**Problem statement:** Every entry must be reproduced word for word.

[Dataset entries]

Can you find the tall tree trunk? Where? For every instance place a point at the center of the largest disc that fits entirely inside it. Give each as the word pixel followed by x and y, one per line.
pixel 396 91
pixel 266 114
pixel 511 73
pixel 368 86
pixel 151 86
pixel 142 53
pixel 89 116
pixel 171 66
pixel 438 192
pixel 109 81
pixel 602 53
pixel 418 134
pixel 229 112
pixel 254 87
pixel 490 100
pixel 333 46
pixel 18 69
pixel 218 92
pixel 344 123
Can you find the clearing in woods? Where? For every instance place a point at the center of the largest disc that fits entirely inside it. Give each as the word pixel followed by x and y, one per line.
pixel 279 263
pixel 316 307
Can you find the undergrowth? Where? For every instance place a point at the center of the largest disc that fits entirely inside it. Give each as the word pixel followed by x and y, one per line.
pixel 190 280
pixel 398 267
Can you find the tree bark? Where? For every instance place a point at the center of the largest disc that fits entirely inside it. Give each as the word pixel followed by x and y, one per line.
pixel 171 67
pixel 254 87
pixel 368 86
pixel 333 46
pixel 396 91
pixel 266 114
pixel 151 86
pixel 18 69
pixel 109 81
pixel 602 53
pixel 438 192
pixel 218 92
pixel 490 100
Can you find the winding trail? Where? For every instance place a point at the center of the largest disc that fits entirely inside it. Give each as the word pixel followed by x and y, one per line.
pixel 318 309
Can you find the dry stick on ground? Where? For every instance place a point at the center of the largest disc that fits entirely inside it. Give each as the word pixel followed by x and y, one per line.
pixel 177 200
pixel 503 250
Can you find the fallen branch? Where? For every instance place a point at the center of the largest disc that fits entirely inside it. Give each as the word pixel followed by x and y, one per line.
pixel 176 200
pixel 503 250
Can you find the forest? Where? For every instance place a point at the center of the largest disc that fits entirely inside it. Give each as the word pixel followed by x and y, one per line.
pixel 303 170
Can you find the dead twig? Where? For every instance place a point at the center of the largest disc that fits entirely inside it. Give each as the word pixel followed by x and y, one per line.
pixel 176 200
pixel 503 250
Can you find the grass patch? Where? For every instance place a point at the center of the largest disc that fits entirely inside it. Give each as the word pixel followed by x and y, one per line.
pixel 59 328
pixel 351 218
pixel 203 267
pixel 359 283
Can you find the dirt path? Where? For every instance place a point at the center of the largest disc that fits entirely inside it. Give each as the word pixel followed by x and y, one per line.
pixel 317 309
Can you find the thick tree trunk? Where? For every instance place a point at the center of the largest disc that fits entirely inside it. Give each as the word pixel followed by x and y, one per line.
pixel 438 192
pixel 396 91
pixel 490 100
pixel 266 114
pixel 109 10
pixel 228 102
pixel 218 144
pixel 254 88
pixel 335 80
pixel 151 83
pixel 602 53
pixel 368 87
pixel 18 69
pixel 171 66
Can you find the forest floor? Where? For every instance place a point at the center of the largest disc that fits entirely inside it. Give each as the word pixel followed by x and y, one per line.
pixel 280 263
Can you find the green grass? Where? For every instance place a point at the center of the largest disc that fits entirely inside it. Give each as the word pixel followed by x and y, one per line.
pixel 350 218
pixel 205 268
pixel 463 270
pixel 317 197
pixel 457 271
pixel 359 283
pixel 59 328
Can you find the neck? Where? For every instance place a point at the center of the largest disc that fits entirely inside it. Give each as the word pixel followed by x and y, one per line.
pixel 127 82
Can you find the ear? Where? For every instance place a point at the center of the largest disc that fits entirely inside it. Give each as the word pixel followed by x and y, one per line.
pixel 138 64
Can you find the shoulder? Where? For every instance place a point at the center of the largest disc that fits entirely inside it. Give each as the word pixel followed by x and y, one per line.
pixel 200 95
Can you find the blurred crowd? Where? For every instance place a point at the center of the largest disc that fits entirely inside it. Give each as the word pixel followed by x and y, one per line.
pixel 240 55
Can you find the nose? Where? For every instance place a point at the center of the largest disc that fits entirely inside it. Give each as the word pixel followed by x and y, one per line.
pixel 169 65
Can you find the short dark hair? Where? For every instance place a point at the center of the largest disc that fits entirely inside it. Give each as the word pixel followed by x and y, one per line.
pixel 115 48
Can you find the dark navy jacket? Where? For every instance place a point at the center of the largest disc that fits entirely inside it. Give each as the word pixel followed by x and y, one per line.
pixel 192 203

**Exercise solution:**
Can you find the tall tree trunk? Where? For every instance place a point at the center of the largest disc that fits entirely inside it. Give each as the word pixel followed by x and y, one per line.
pixel 396 91
pixel 266 114
pixel 511 73
pixel 368 86
pixel 151 86
pixel 142 53
pixel 89 116
pixel 171 66
pixel 438 192
pixel 109 81
pixel 602 53
pixel 418 134
pixel 229 112
pixel 254 87
pixel 490 100
pixel 333 46
pixel 18 69
pixel 218 92
pixel 344 123
Can you find the clearing in woods? Where? For every instance place a point at the center of the largest disc that fits entirely inside it. Give each as the word pixel followed by x and y, one per line.
pixel 279 263
pixel 316 307
Can you find the undergrowth? Where? For every instance place a point at the center of the largest disc that fits entirely inside it. Give each as the word pixel followed by x and y, one per line.
pixel 190 280
pixel 398 267
Can you find the tree bark? Where? For every instance place a point at the center of the largest disc that fits entirely inside it. Give each as the word pixel followed by x and y, one per line.
pixel 171 67
pixel 254 87
pixel 368 86
pixel 333 46
pixel 396 91
pixel 266 114
pixel 151 86
pixel 18 69
pixel 109 81
pixel 602 53
pixel 438 192
pixel 218 92
pixel 490 100
Can you find the winding trail? Where? For every instance place a point at the center of the largest disc that fits entirely inside it. Give each as the word pixel followed by x and y, one per line.
pixel 318 309
Can you find the dry stick on ground? Where? For every instance place a point at the center of the largest disc that fits entirely inside it. Give each as the word pixel followed by x and y, one per line.
pixel 177 200
pixel 503 250
Can you find the fallen branch? Where? For every instance place a point at the center of the largest disc that fits entirely inside it. Give each as the word pixel followed by x and y, one per line.
pixel 176 200
pixel 503 250
Can you find the forest? Where? For every instance place a point at the center of the largest disc that fits entirely inside it. Give each as the word pixel followed by x and y, one per line.
pixel 303 170
Can you find the dead twig? Where? For every instance place a point at the center of the largest disc that fits entirely inside it. Give each as the word pixel followed by x and y, one per line.
pixel 176 200
pixel 503 250
Can you find the grass patch? Where? For every instance place a point at the center of the largest disc that fits entirely inside it. Give each as the word pixel followed by x and y, one per line.
pixel 59 328
pixel 351 218
pixel 203 267
pixel 359 283
Can you find the dirt path? Where? For every instance place a point at the center of the largest disc that fits entirely inside it. Give each as the word pixel followed by x and y, one per line.
pixel 317 309
Can you find the thick tree trunk? Where? For every instance place a point at the center of the largest disc that fits entirely inside it. Give each as the word pixel followed by x and y, one per line.
pixel 438 192
pixel 396 91
pixel 490 100
pixel 266 114
pixel 109 10
pixel 228 102
pixel 218 144
pixel 254 88
pixel 335 80
pixel 151 83
pixel 602 53
pixel 368 87
pixel 18 69
pixel 171 66
Can you find the forest floor? Where? For every instance place a point at the center of the largest disc that fits entirely inside it. Give each as the word pixel followed by x and y, one per line.
pixel 280 263
Can you find the green grass? Where? For every instance place a point at the center of the largest disc that fits entirely inside it. Give each as the word pixel followed by x and y, one per line.
pixel 350 218
pixel 205 268
pixel 463 270
pixel 317 197
pixel 457 271
pixel 359 283
pixel 59 328
Can you find the neck? Where? For every instance place a point at the center of the largest disc that fits entirely inside it. Give each as the word pixel followed by x and y, one per line.
pixel 127 82
Can you find the ear? Where? For every instance place a point at the center of the largest disc that fits entirely inside it. Give each as the word pixel followed by x and y, one per line.
pixel 138 64
Can you find the shoulder? Where? For every instance place a point at the center of the largest disc that fits entirely inside it. Give each as the word pixel followed by x and y, one per line.
pixel 200 95
Can you find the blurred crowd? Where? For every instance place a point at the center of the largest disc that fits entirely inside it. Give each as the word pixel followed by x and y, one per line.
pixel 240 55
Can you find the nose? Where? For every instance place a point at the center of the largest disc that fits entirely inside it. Give each as the word pixel followed by x and y, one per line.
pixel 169 65
Can you find the short dark hair? Where? For every instance place a point at the center of the largest disc that fits entirely inside it. Give each as the word pixel followed by x and y, one per line.
pixel 115 48
Can you find the dark navy jacket? Where? For every instance place a point at the center of the largest disc that fits entirely inside it. Give each as the word pixel followed by x and y, one per line.
pixel 192 203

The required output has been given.